[Object point labels]
—————

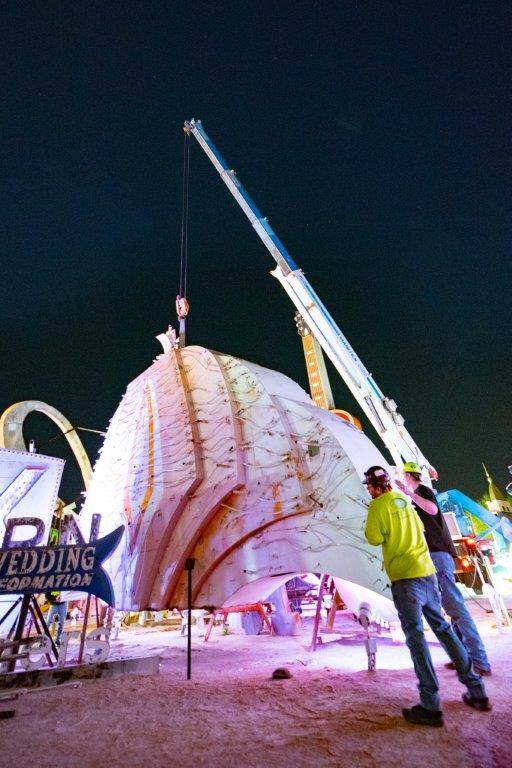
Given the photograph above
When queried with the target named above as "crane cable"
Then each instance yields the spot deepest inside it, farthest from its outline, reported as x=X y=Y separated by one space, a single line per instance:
x=182 y=305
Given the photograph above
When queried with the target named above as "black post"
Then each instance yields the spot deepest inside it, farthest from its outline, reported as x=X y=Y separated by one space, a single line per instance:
x=18 y=635
x=189 y=567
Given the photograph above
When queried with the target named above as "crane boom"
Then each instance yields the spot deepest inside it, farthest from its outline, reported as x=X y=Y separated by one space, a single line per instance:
x=380 y=410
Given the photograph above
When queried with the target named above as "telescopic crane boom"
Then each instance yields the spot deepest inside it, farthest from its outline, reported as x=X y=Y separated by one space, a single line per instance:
x=380 y=410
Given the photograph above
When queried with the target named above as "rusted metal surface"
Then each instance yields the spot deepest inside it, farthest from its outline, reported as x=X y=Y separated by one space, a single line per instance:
x=218 y=459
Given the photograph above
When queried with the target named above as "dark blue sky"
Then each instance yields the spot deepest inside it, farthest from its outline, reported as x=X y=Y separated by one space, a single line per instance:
x=376 y=138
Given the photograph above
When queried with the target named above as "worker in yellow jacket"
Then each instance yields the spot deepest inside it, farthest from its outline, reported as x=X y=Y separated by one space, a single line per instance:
x=393 y=523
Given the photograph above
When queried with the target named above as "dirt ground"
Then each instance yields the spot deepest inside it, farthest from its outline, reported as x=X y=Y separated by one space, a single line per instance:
x=332 y=712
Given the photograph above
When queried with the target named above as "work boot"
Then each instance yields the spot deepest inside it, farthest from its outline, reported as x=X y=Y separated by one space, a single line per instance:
x=419 y=715
x=478 y=670
x=483 y=705
x=483 y=672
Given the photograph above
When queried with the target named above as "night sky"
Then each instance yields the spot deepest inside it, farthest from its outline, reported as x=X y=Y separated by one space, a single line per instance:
x=376 y=138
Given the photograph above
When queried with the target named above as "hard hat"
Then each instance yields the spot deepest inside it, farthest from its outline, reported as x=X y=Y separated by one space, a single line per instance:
x=376 y=476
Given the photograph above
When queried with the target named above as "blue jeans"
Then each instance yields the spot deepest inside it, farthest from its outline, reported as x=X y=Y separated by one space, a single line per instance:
x=454 y=605
x=415 y=598
x=57 y=611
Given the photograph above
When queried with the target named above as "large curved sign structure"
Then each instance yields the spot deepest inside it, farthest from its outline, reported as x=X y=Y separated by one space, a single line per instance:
x=11 y=431
x=216 y=458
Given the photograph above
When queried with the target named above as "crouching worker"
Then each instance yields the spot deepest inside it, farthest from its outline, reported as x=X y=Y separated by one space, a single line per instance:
x=393 y=523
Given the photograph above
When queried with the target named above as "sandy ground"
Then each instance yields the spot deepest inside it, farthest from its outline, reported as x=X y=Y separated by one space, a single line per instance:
x=332 y=712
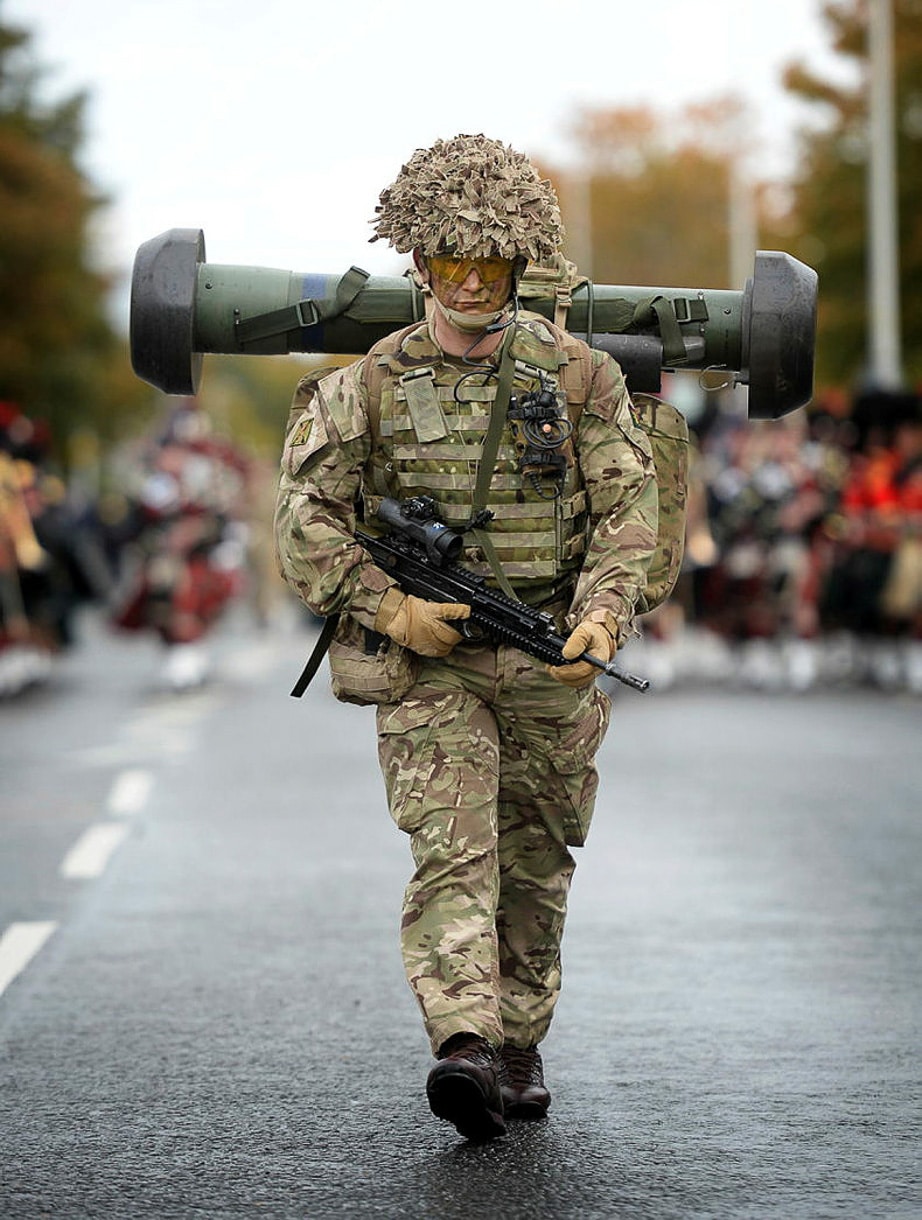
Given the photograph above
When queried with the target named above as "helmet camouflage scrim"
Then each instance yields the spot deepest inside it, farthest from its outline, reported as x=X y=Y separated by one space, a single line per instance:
x=475 y=197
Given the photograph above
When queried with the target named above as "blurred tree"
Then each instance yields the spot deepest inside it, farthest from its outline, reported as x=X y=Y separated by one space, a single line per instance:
x=60 y=358
x=826 y=223
x=649 y=199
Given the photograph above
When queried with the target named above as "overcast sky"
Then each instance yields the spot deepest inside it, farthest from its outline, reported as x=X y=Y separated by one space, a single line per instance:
x=273 y=126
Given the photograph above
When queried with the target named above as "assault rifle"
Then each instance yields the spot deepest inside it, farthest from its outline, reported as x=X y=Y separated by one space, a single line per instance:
x=421 y=554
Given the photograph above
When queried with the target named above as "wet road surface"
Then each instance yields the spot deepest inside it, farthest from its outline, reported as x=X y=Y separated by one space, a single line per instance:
x=214 y=1019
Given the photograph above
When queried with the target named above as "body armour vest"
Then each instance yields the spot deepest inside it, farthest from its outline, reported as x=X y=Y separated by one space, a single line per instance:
x=429 y=416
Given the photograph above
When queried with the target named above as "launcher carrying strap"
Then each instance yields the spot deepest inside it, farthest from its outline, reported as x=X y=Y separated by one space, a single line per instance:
x=304 y=312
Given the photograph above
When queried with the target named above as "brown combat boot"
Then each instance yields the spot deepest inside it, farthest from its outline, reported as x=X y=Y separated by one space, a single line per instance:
x=522 y=1083
x=464 y=1087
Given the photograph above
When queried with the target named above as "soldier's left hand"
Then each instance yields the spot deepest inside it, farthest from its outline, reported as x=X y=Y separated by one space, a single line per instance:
x=588 y=637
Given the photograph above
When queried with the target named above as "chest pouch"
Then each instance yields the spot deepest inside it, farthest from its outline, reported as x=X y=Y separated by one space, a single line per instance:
x=540 y=431
x=422 y=403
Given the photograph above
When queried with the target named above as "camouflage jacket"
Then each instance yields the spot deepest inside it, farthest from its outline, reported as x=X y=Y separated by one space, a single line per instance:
x=331 y=456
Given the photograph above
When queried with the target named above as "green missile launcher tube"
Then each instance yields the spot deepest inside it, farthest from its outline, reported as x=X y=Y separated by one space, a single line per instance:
x=183 y=306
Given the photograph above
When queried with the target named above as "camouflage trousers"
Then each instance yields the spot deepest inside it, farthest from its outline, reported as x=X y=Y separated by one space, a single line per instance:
x=489 y=769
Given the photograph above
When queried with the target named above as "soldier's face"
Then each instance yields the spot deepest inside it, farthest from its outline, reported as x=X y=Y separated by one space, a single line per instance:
x=470 y=286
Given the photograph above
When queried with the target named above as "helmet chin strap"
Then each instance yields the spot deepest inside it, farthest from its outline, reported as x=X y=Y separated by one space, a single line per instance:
x=470 y=323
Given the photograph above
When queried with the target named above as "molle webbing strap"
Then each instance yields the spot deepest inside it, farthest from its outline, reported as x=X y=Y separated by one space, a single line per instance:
x=303 y=314
x=488 y=460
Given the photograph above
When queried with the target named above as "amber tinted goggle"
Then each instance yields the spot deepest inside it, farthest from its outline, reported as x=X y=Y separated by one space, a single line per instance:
x=455 y=271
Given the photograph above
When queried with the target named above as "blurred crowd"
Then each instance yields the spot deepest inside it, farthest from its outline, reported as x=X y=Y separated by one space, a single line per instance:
x=804 y=552
x=803 y=565
x=182 y=531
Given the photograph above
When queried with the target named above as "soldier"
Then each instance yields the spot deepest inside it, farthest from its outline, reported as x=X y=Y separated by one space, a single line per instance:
x=487 y=755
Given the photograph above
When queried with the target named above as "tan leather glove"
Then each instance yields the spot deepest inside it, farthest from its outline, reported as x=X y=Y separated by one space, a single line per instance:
x=420 y=625
x=588 y=637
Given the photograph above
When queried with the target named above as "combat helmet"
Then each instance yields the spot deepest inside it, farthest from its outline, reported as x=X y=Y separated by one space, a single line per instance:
x=475 y=197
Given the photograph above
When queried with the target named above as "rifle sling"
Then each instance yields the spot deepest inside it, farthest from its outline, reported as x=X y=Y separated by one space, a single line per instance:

—————

--- Goal ---
Format every line of the data above as a numbered list, skipping blank lines and leaving out the pictures.

--- Response for this exercise ---
1. Given the photograph above
2. When queried with the target named above as "crane cable"
3. Then each instance yields the spot deepest inside it, farthest from its outline, reported as x=X y=Y separated by one space, a single line per instance:
4. x=182 y=305
5. Given the photograph above
6. When queried with the target named above as "black post"
7. Then each instance yields the spot deepest inside it, farthest from its outline, reported as x=X y=Y separated by one space, a single line per instance:
8. x=18 y=635
9. x=189 y=567
10. Given the photograph above
11. When queried with the target named above as "crane boom"
12. Then each instance yields the spot deepest inside it, farthest from its outline, reported as x=X y=Y separated by one space, a single line per instance:
13. x=380 y=410
14. Given the photograph above
15. When queried with the target named above as "telescopic crane boom"
16. Then each instance yields the spot deepest inside it, farthest from its outline, reported as x=X y=Y separated by one space, a single line per instance:
17. x=380 y=410
18. Given the photograph above
19. When queried with the target named above as "rusted metal surface"
20. Then each instance yields the spot deepest inside it, farthest from its outline, reported as x=X y=Y separated by one space, a single line per instance:
21. x=218 y=459
22. Given the photograph above
23. When queried with the target named above as "dark blue sky"
24. Then each instance yields the spot deepest inside it, farthest from its outline, reported as x=X y=Y separated by one space, a single line per instance:
25. x=376 y=138
26. Given the photograph above
27. When queried with the target named above as "worker in yellow jacket"
28. Then each instance yields the spot deepest inside it, farthest from its outline, reported as x=X y=Y separated by one space, a single line per instance:
29. x=393 y=523
30. Given the photograph above
31. When queried with the target named above as "dirt ground"
32. Then each instance yields the spot deepest inside it, farthest from its outline, reported as x=X y=Y separated by one space, a single line per instance:
33. x=332 y=712
34. Given the photograph above
35. When queried with the target named above as "work boot"
36. Then each instance yields the spot deepest inside it, farthest from its outline, reported as x=X y=Y separated by one space, a single line per instance:
37. x=419 y=715
38. x=478 y=670
39. x=483 y=705
40. x=483 y=672
41. Given the photograph above
42. When queried with the target named above as "night sky"
43. Then each instance yields the spot deepest inside it, farthest from its outline, reported as x=X y=Y separated by one space, a single line per instance:
44. x=376 y=138
45. Given the photograph above
46. When queried with the target named above as "hard hat"
47. Then each instance yields the spot deepest inside it, farthest from its outline, reported as x=X y=Y separated by one space, a single line per instance:
48. x=376 y=476
49. Given the photograph above
50. When queried with the target named above as "blue jeans"
51. Then each instance yields the spot deepest inside it, farthest from its outline, reported as x=X y=Y separated by one space, a single line per instance:
52. x=454 y=605
53. x=415 y=598
54. x=57 y=611
55. Given the photograph above
56. When queried with the target named above as "large curved sign structure"
57. Then each instance yields the spot deepest inside it, farthest from its outline, reported as x=X y=Y separated by one space, a single line per instance:
58. x=11 y=431
59. x=216 y=458
60. Given the photograph above
61. When queried with the target named above as "crouching worker"
62. Then each instance yields the spot deepest inside it, farthest from its outline, reported as x=X y=Y separated by one space, a single line per instance:
63. x=393 y=523
64. Given the photograph above
65. When queried with the target named above as "sandy ground"
66. Then each instance yields the spot deepest inside it, farthest from its outline, reported as x=X y=Y separated by one space, a single line per instance:
67. x=332 y=712
68. Given the photograph above
69. When queried with the target named above as "helmet camouflage scrim"
70. Then each instance yields the spot deepest inside it, farthest from its outline, reported as x=X y=Y separated by one space, a single line per instance:
71. x=475 y=197
72. Given the photograph above
73. When queried with the target named above as "blurred tree"
74. Then each instance yields the spot deepest inside it, farthest from its outline, reported as x=X y=Y separated by one space, a single line per instance:
75. x=60 y=358
76. x=826 y=223
77. x=649 y=199
78. Given the photograph above
79. When queried with the target named above as "overcast sky"
80. Then each instance yields the spot deepest inside it, farthest from its outline, reported as x=X y=Y separated by one space, a single line per instance:
81. x=273 y=126
82. Given the photograph above
83. When queried with the target named above as "assault rifle"
84. Then each instance yields the spot deepest inside it, farthest from its outline, reported as x=X y=Y separated by one space, a single line per instance:
85. x=421 y=554
86. Given the photograph above
87. When queried with the target named above as "wet road surface"
88. Then each instance yields the spot deepest inside it, farthest from its outline, reported as x=X y=Y separated by one space, a single line per instance:
89. x=214 y=1019
90. Given the photograph above
91. When queried with the target named above as "body armour vest"
92. Then each instance yields the spot deepest inside it, farthest from its outline, reported as x=X y=Y separated by one space, a single line per instance:
93. x=429 y=416
94. Given the photograph above
95. When queried with the target named above as "launcher carrying strap"
96. Then each instance yields the spot deepest inside it, farthest from its outline, reported as x=X y=Y separated by one space, a single line per instance:
97. x=304 y=312
98. Given the photograph above
99. When queried with the target named above as "brown combat boot"
100. Then each instance yields the spot deepest inside it, farthest from its outline, reported as x=X y=Y separated by one space, a single line per instance:
101. x=522 y=1083
102. x=464 y=1087
103. Given the photograph above
104. When queried with the target named above as "soldier's left hand"
105. Then each instance yields the spot deepest inside it, farthest from its outline, reported as x=X y=Y separated by one space, a single line per instance:
106. x=588 y=637
107. Given the photograph above
108. When queried with the target named above as "chest pouch"
109. Then each instance yields the spot deepest inside it, farthest from its outline, reported as x=X y=Y separated by one space, a single line per instance:
110. x=540 y=431
111. x=422 y=403
112. Given the photograph above
113. When queried with the target named above as "camouflage jacket"
114. Then each instance yields the spot deepest inside it, farthest from its outline, reported as x=X y=Y separated by one space, a single line per instance:
115. x=331 y=456
116. Given the photograph above
117. When queried with the target named above as "green missile launcher tube"
118. Then each instance yields the spot deepest inside it, farthest from its outline, reported as x=X y=Y separated by one space, a single line per instance:
119. x=183 y=306
120. Given the photograph above
121. When queried with the target named above as "camouflage trousers"
122. Then each instance yields the spot deepest inside it, farthest from its outline, reported as x=X y=Y separated by one space, a single line per instance:
123. x=489 y=769
124. Given the photograph above
125. When queried with the target named above as "soldier's face"
126. Then each instance yields the spot deepest inside it, farthest from its outline, reported as x=X y=Y separated by one space, a single line per instance:
127. x=470 y=286
128. Given the photograph above
129. When queried with the target named above as "helmet chin strap"
130. Then each instance yields the spot deepest inside it, farthest from its outline, reported as x=X y=Y separated by one space, a single line per instance:
131. x=470 y=323
132. Given the photograph above
133. When queried with the target named above as "molle webbing strap"
134. Then each instance yields the spot deepest inside it, farthest from its outline, reported as x=X y=Y separated by one space, a single line per instance:
135. x=303 y=314
136. x=488 y=460
137. Given the photograph above
138. When queried with the target named above as "amber tinted goggle"
139. Then each instance yields the spot deepest inside it, farthest from its outline, reported as x=X y=Y separated by one space, a single line per instance:
140. x=455 y=271
141. Given the photograph above
142. When queried with the target named above as "blurred crowd"
143. Then each instance yields the spot deepest inside it, farthest from its outline, reported as x=X y=Y separated by one space, a single line per instance:
144. x=804 y=552
145. x=803 y=565
146. x=182 y=531
147. Given the photograph above
148. When queried with the target named above as "soldier"
149. Then each instance yields the spot deepest inside it, farthest from its outline, reported as x=X y=Y separated by one space, a single line per instance:
150. x=487 y=755
151. Given the photograph above
152. When queried with the target named above as "tan leather glove"
153. Then each instance yields the spot deepest inside it, farthest from its outline, reported as x=X y=Y separated by one space, a single line per instance:
154. x=420 y=625
155. x=588 y=637
156. Given the photograph above
157. When queried with the target named above as "combat helmet"
158. Then each instance yields the spot deepest inside it, farthest from its outline, reported as x=X y=Y separated by one space, a single line per instance:
159. x=475 y=197
160. Given the photograph above
161. When queried with the target named above as "rifle sling"
162. Then each instance yields the spot deepest inside it, farthest from its outline, reported as x=X y=Y separated by one space, a single line per instance:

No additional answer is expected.